## Extract to read
A CONTRIVED tax avoidance bonus scheme used by Deutsche Bank and UBS has been deemed illegal in the Supreme Court after HMRC discovered it was helping businesses avoid £135m in tax.
The two banks used the scheme to pay their staff bonuses in the form of shares in specifically created companies, enabling the bonuses to be exempt from tax and NICs. The scheme was designed to pay the bonuses in a way that took advantage of exemptions in the Employment-Related Securities (ERS) legislation.
UK-domiciled employees would hold their shares in the scheme for two years, and then would only have to pay 10% capital gains tax.
HMRC argued that the shares involved were taxable and not exempt from PAYE or NICs. The Supreme Court ruled in favour of the taxman, allowing HMRC to now persue over £30m of avoided tax from similar schemes used by 27 other parties.
“This is an important victory and confirmation from the UK’s highest court that tax avoidance is simply unacceptable,” said David Gauke, financial secretary to the Treasury.

Stored data entries

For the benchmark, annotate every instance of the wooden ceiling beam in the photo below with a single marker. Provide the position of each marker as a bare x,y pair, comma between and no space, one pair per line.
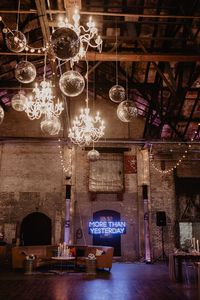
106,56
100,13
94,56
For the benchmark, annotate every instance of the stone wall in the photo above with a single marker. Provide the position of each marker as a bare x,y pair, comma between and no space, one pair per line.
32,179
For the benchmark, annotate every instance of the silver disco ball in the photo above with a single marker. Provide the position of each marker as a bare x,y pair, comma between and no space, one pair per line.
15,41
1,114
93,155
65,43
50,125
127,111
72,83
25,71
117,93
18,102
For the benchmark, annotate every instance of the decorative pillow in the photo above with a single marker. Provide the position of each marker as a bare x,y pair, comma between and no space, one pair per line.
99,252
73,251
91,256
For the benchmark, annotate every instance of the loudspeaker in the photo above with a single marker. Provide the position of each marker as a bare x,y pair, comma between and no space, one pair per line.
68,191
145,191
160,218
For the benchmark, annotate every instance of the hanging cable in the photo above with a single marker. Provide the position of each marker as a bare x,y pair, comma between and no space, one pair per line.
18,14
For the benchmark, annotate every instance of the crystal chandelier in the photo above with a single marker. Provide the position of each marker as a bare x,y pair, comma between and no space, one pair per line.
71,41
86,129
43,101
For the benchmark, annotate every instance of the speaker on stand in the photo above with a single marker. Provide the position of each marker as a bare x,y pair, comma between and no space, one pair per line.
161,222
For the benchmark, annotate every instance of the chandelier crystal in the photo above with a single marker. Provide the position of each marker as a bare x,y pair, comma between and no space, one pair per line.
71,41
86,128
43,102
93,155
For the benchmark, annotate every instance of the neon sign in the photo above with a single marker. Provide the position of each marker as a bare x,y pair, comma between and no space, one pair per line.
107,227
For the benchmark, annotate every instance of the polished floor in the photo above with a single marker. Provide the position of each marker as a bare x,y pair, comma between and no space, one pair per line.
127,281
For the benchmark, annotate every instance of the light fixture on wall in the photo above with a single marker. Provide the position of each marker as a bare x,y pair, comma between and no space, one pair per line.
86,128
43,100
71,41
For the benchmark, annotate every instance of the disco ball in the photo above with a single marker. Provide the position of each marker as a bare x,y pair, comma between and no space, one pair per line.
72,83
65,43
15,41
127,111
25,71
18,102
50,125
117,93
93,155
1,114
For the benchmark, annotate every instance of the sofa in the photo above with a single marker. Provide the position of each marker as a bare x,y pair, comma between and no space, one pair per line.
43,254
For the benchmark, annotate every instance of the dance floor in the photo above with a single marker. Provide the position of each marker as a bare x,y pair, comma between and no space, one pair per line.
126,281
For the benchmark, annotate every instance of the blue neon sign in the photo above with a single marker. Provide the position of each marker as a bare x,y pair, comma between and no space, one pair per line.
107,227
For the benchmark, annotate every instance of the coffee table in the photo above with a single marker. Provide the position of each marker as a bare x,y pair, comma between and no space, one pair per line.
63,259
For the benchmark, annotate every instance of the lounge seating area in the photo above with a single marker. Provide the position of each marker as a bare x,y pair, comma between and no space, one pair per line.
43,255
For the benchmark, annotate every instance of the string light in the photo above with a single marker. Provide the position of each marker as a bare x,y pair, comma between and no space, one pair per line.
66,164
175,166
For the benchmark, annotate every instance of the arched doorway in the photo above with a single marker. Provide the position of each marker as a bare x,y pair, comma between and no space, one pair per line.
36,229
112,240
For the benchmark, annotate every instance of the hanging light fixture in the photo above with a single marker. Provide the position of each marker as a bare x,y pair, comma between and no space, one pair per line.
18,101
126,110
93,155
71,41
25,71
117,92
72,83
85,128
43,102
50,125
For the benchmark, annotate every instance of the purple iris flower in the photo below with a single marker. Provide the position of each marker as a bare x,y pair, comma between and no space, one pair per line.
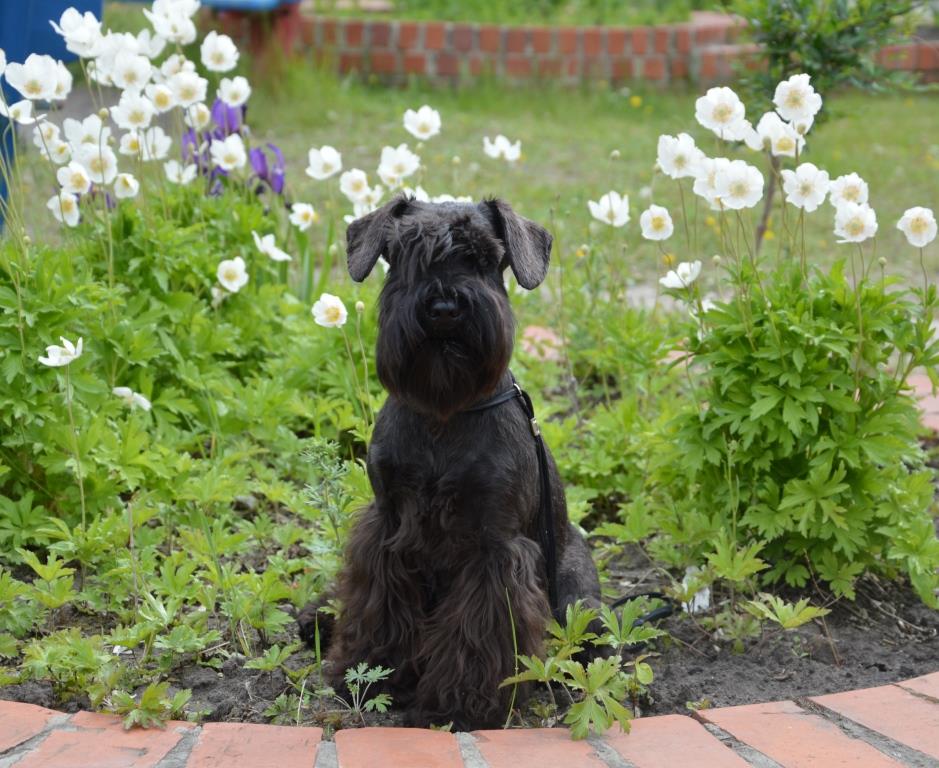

==

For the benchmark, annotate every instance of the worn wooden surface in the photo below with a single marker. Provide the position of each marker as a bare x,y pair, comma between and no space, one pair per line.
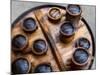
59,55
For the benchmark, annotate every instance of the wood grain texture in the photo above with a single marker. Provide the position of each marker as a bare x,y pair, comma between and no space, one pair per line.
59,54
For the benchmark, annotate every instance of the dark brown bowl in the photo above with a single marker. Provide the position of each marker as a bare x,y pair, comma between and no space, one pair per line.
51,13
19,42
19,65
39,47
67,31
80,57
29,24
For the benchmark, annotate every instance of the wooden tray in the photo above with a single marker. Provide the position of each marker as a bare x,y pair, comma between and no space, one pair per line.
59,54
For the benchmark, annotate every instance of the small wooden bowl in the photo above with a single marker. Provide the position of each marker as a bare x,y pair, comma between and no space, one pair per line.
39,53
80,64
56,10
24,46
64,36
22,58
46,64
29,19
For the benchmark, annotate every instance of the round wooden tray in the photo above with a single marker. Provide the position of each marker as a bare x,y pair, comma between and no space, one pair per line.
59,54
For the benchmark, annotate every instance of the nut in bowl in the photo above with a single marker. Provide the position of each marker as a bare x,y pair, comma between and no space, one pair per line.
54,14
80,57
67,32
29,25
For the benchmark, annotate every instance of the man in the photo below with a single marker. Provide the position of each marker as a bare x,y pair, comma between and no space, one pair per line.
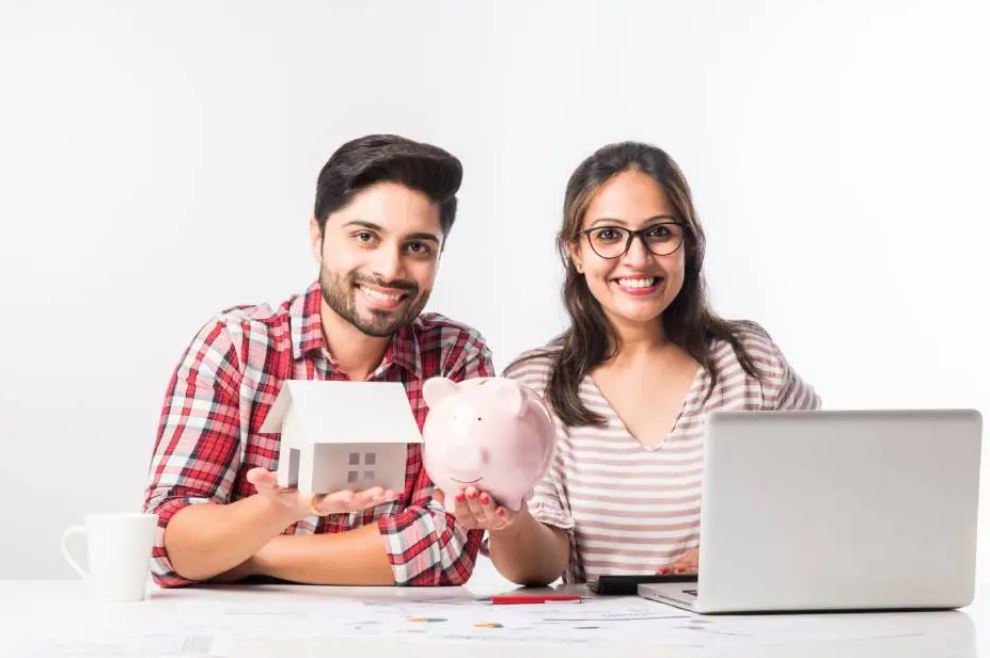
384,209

## What to do
Continue the news report on the Supreme Court ruling against the Deutsche Bank and UBS bonus scheme, starting after its last sentence. The records have no connection to the text.

## Response to the exercise
“The UK is home to some of the world’s most successful banks and we have been clear we expect them and their employees to pay their fair share of tax.”
This news will most likely be seen as a victory for chancellor George Osborne, who is expected by many to talk about the government’s battle against tax avoidance in the next week’s budget.
The Supreme Court decision has been welcomed by tax advisers, with some labelling it a “game changer” on tax avoidance in the UK.
“I think it sends a powerful deterrent message to those who create, market and invest in complicated avoidance schemes that HMRC are determined to root out the cancer which has such a debilitating effect on the revenue gathering system no matter how many setbacks they may encounter,” commented Andrew Watt, partner at Watt Busfield Tax Investigations.